[Фрагмент набора данных]
-------------------------
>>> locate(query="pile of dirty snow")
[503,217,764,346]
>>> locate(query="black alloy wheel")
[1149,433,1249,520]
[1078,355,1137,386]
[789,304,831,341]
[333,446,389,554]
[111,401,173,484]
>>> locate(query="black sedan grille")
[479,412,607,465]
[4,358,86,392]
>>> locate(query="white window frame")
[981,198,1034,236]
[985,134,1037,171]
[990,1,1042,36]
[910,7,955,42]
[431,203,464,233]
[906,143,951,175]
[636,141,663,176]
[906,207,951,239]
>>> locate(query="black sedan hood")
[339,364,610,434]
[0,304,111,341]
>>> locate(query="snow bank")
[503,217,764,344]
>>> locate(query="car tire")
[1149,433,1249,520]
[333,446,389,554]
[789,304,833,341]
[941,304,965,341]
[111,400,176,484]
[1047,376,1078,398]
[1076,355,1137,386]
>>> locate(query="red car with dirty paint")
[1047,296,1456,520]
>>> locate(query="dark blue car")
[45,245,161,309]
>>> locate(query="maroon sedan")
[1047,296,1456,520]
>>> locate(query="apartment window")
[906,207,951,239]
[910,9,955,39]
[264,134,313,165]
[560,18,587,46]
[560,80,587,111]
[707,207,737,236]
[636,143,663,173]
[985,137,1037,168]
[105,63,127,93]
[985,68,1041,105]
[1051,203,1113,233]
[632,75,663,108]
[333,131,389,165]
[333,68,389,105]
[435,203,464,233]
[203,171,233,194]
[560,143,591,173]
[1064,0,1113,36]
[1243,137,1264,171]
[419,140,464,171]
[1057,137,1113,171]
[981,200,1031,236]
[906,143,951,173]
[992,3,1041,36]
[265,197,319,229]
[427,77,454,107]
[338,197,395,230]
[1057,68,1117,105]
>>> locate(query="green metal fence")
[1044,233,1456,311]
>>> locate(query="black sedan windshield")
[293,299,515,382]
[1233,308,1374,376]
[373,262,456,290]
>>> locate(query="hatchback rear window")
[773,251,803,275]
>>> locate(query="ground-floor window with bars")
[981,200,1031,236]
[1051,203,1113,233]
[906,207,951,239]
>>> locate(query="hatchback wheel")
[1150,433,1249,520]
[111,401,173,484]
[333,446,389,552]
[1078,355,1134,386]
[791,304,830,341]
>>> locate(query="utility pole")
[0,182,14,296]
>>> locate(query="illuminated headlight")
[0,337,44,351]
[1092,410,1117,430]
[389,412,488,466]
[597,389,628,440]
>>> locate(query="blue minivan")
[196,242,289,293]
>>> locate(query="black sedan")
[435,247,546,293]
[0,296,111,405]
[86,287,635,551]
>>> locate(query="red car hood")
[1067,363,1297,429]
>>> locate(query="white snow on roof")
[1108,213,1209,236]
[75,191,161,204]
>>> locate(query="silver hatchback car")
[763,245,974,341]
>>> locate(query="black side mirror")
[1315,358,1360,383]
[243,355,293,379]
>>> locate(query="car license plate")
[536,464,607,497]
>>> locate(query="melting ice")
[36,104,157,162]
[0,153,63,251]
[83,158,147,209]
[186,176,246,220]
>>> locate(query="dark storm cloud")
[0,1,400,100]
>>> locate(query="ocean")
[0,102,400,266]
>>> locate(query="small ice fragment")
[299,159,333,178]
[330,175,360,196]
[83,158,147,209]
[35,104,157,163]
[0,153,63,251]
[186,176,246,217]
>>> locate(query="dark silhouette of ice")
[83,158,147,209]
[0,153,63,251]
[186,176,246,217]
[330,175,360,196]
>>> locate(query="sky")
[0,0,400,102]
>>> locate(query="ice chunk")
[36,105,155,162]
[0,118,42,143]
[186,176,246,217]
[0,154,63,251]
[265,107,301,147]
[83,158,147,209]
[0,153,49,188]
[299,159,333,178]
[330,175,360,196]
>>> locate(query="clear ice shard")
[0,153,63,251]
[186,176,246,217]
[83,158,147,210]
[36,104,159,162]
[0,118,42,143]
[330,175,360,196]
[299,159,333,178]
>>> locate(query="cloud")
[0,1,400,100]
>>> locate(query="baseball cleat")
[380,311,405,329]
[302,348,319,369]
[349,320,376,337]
-------------------------
§ **Задание**
Перепишите все записи выше дословно, сохранив порядок строк и каждый символ.

§ **Результат**
>>> locate(query="pile of dirty snow")
[503,217,764,346]
>>> locate(query="black alloy wheel")
[1149,433,1249,520]
[1078,355,1137,386]
[789,304,831,341]
[333,446,389,554]
[111,401,173,484]
>>> locate(query="black sedan grille")
[479,412,607,465]
[4,358,86,392]
>>> locate(query="white window frame")
[981,198,1034,236]
[985,134,1037,171]
[990,1,1042,36]
[910,7,955,42]
[431,203,464,233]
[906,143,951,175]
[636,141,663,176]
[906,207,951,239]
>>> locate(query="black sedan hood")
[339,364,610,434]
[0,304,111,341]
>>> locate(query="snow bank")
[503,217,764,344]
>>> locate(query="car tire")
[1149,433,1249,520]
[333,446,389,554]
[789,304,833,341]
[941,304,965,341]
[111,400,176,484]
[1047,376,1078,398]
[1076,355,1137,386]
>>> locate(query="red car with dirty paint")
[1047,296,1456,520]
>>> locate(query="dark blue car")
[45,245,161,309]
>>> locate(query="maroon sedan")
[1047,296,1456,520]
>>> locate(query="apartment window")
[906,207,951,239]
[910,9,955,39]
[264,134,313,165]
[560,18,587,46]
[560,80,587,111]
[707,207,737,236]
[636,143,663,173]
[985,137,1037,168]
[105,63,127,93]
[985,68,1041,105]
[1051,203,1113,233]
[632,75,663,108]
[333,131,389,165]
[333,68,389,105]
[435,203,464,233]
[203,171,233,194]
[560,143,591,173]
[1064,0,1113,36]
[1243,137,1264,171]
[419,140,464,171]
[1057,137,1113,171]
[981,200,1031,236]
[906,143,951,173]
[992,3,1041,36]
[265,197,319,229]
[427,77,454,107]
[338,197,395,230]
[1057,68,1117,105]
>>> locate(query="green metal fence")
[1044,233,1456,311]
>>> locate(query="black sedan windshield")
[293,299,515,382]
[1233,308,1374,376]
[373,262,456,290]
>>> locate(query="hatchback rear window")
[773,251,803,275]
>>> locate(query="ground-floor window with bars")
[981,200,1031,236]
[1051,203,1113,233]
[906,207,951,239]
>>> locate(query="hatchback wheel")
[1150,433,1249,520]
[111,401,173,484]
[333,446,389,552]
[1078,355,1134,386]
[791,304,830,341]
>>> locate(query="utility pole")
[0,182,14,296]
>>> locate(query="illuminated headlight")
[0,337,44,351]
[1092,410,1117,430]
[389,412,488,466]
[597,389,628,440]
>>> locate(query="blue minivan")
[196,242,289,293]
>>> locate(query="black sedan")
[435,247,546,293]
[0,296,111,405]
[86,287,635,551]
>>> locate(query="red car hood")
[1067,363,1297,429]
>>> locate(query="white snow on roof")
[1108,213,1209,236]
[75,191,161,204]
>>> locate(query="silver hatchback car")
[763,245,974,341]
>>> locate(query="black side mirror")
[1315,358,1360,383]
[243,355,293,379]
>>> locate(query="car license plate")
[536,464,607,497]
>>> locate(query="melting ice")
[36,104,157,162]
[0,153,63,251]
[83,158,147,209]
[186,176,246,220]
>>> locate(query="dark storm cloud")
[0,1,400,100]
>>> locate(query="ocean")
[0,102,400,266]
>>> locate(query="small ice fragment")
[299,159,333,178]
[330,175,360,196]
[83,158,147,209]
[35,104,157,163]
[0,153,63,251]
[186,176,246,217]
>>> locate(query="dark silhouette of ice")
[83,158,147,209]
[0,153,63,251]
[186,176,246,217]
[330,175,360,196]
>>> locate(query="sky")
[0,0,400,102]
>>> locate(query="ice chunk")
[36,105,155,162]
[0,118,42,143]
[186,176,246,217]
[0,154,63,251]
[265,107,301,147]
[83,158,147,209]
[0,153,49,188]
[299,159,333,178]
[330,175,360,196]
>>> locate(query="clear ice shard")
[0,153,63,251]
[186,176,246,217]
[83,158,147,210]
[36,104,159,162]
[0,118,42,143]
[330,175,360,196]
[299,159,333,178]
>>> locate(query="cloud")
[0,1,400,100]
>>> locate(query="baseball cleat")
[380,311,405,329]
[302,348,319,369]
[349,320,376,337]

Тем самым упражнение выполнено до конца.